-------- Provided information
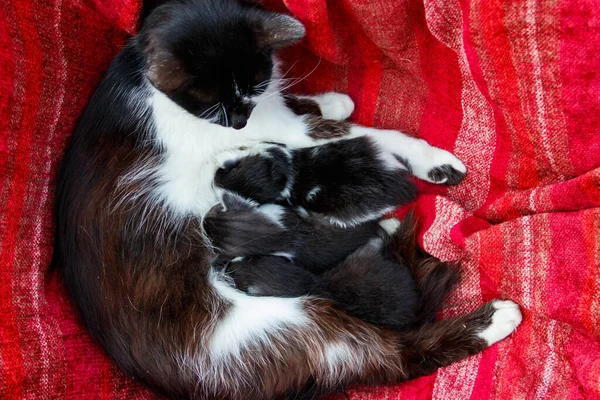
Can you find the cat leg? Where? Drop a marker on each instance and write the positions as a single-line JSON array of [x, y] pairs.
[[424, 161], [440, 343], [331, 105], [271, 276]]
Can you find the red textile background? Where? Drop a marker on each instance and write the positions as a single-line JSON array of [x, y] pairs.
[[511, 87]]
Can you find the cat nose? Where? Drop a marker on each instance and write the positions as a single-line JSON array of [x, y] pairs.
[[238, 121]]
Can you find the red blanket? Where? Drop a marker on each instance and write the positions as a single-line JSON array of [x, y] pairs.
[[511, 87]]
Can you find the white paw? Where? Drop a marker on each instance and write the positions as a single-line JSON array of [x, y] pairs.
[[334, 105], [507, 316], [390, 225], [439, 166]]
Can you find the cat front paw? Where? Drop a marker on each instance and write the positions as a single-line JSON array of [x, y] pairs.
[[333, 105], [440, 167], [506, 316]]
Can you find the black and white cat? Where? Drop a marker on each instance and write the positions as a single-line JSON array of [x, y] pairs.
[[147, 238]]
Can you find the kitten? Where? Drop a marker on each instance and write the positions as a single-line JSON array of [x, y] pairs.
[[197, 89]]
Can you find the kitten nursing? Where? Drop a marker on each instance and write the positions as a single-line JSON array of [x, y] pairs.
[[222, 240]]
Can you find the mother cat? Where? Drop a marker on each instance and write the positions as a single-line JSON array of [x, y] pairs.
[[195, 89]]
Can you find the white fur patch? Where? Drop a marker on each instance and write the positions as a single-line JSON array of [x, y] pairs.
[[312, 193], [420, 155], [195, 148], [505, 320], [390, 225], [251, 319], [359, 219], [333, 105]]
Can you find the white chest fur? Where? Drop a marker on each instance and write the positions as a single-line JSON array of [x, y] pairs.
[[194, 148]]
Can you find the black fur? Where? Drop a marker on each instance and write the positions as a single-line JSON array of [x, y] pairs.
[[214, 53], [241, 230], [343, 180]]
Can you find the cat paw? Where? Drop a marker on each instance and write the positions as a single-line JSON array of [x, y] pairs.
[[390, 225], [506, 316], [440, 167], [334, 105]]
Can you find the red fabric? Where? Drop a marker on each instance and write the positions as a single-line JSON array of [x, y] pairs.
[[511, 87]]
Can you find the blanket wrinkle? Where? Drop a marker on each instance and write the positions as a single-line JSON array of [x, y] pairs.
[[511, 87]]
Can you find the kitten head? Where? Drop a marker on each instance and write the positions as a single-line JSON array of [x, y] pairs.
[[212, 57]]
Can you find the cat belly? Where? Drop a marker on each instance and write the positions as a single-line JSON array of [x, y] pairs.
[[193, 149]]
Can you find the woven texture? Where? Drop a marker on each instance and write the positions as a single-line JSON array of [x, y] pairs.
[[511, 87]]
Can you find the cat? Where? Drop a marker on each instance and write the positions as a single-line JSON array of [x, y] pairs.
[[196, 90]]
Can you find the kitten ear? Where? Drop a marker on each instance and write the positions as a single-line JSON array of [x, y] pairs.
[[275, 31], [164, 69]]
----------------
Restate the records from the line with "Can you find the white fur" up to and including the line with "[[212, 57]]", keeping every request line as is and shifting each x and y coordinate in the answers by adding 75. Give only those lines.

Can you find the white fur patch? Where? Drop a marker on each instance and write the positions as a single-line JSON array of [x, y] pairs.
[[387, 268], [495, 230], [270, 223], [580, 395], [465, 300], [326, 394], [434, 294], [408, 180]]
Can you find the white chest fur? Where? Drop a marker on each instance and write the positions as a single-line JSON array of [x, y] pairs.
[[269, 223]]
Can you find the black fur? Where? Drop a marker on each instance and write the positions as a single-line JSON array of [x, y] pairs.
[[289, 128], [316, 305], [418, 255]]
Can you find the cat paw? Where? Drop a marker on each instance and write the positions as a single-line JSON array of [x, y] pairs.
[[465, 300], [581, 391], [515, 242], [409, 180]]
Can you find the red fabric? Where? Drop a marker on each instance and write the positions as a single-line JSON array of [x, y] pairs.
[[586, 162]]
Can you find the blanket wrinkle? Where? Drop a marker on each instance and write the positions as a single-line JSON array of [x, y] pairs.
[[586, 162]]
Can you find the kitten head? Where? Drop a marker on each instance and write the positions as a single-line JSON array of [x, y] pairs.
[[287, 132]]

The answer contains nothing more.